* What you will do: Restate the entries below verbatim.

* Records provided:
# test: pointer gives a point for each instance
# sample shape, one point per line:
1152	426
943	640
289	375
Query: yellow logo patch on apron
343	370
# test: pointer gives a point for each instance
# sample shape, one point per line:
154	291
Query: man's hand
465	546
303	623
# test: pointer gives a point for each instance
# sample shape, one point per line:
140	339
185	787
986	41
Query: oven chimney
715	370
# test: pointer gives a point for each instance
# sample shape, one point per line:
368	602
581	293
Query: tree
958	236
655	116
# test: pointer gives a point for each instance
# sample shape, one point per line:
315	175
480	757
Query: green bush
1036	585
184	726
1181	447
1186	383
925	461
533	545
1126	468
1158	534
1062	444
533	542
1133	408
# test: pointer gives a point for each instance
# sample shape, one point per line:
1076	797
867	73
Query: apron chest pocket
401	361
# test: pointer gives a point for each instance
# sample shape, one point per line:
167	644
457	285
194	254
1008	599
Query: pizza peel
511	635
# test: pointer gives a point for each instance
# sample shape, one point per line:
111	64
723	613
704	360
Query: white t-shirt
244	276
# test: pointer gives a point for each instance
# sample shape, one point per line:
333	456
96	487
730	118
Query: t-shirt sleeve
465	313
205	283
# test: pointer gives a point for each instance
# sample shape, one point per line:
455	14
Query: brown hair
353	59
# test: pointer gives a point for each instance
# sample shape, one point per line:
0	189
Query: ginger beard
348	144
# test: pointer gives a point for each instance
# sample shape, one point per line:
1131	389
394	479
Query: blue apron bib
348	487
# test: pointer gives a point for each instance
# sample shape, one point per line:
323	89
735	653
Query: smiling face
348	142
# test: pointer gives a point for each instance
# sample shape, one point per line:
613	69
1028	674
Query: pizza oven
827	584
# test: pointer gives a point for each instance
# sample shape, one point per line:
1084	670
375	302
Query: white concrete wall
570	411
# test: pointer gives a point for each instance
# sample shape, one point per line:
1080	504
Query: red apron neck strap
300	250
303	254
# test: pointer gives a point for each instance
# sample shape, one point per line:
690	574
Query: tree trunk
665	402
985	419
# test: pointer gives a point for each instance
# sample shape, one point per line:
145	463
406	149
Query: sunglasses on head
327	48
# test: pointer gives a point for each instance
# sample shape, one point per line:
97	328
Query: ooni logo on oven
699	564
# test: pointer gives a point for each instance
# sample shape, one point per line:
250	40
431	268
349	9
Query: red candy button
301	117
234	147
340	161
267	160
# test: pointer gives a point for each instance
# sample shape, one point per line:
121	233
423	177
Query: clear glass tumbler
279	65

* Complete answer:
# test: pointer gives a point for each instance
# sample shape, one point per line:
1152	426
943	640
289	375
Query: yellow logo patch on apron
343	370
# test: pointer gives a point for each instance
# sample shape, one point per line:
154	291
Query: man's hand
465	546
303	623
# test: pointer gives a point for each instance
# sample shape, one point per line:
140	339
185	787
986	41
Query: oven chimney
715	370
# test: pointer gives a point for each instance
# sample shape, one point per line:
368	602
581	293
Query: tree
958	236
655	116
# test: pointer gives a point for each instance
# sample shape, one point per line:
315	175
480	757
Query: green bush
1036	585
184	726
1181	447
1186	383
925	461
533	545
1126	468
1158	534
1062	444
533	542
1133	408
# test: pointer gives a point for each instance
# sample shape, one point per line:
1076	797
867	73
Query: apron chest pocket
401	361
# test: pointer gives a point for each instance
# sample shape, one point per line:
167	644
457	285
194	254
1008	599
Query: pizza peel
511	635
# test: pointer gives a point for each instance
# sample shape, one point per line:
111	64
723	613
704	360
Query: white t-shirt
244	276
# test: pointer gives a point for each instance
# sample shape, one point per line:
333	456
96	487
730	118
Query: t-shirt sleeve
465	313
205	283
# test: pointer gives a point for each instance
# sample shape, one point per line:
455	14
Query: brown hair
353	59
# test: pointer gives a point for each instance
# sample shape, one point per line:
0	189
Query: ginger beard
348	144
# test: pointer gives a point for each instance
# sample shape, one point per line:
1131	389
394	479
Query: blue apron bib
348	487
# test: pointer gives a point for each instance
# sample shape, one point per line:
323	89
735	653
Query: smiling face
348	142
# test: pointer gives a point for each instance
# sample shape, one point per line:
613	69
1028	674
Query: pizza oven
827	584
# test: pointer gives a point for each instance
# sample shape, one point per line:
1084	670
375	302
Query: white concrete wall
570	411
# test: pointer gives a point for each instance
# sample shape, one point per line:
1080	504
Query: red apron neck strap
300	250
303	254
# test: pointer gives a point for each instance
# sample shape, one point per line:
690	574
Query: tree trunk
665	402
985	419
# test: pointer gives a point for each instance
# sample shape, one point per line:
145	463
406	149
Query: sunglasses on head
327	48
# test: pointer gives a point for each instance
# sample shape, one point per line:
97	328
Query: ooni logo on oven
699	564
# test: pointer gives a point for each instance
# sample shape, one point per line:
250	40
431	268
349	9
Query: red candy button
301	117
234	147
340	161
267	160
# test: pointer gives a point for each instance
# sample shape, one point per line:
121	233
423	177
Query: clear glass tumbler
279	65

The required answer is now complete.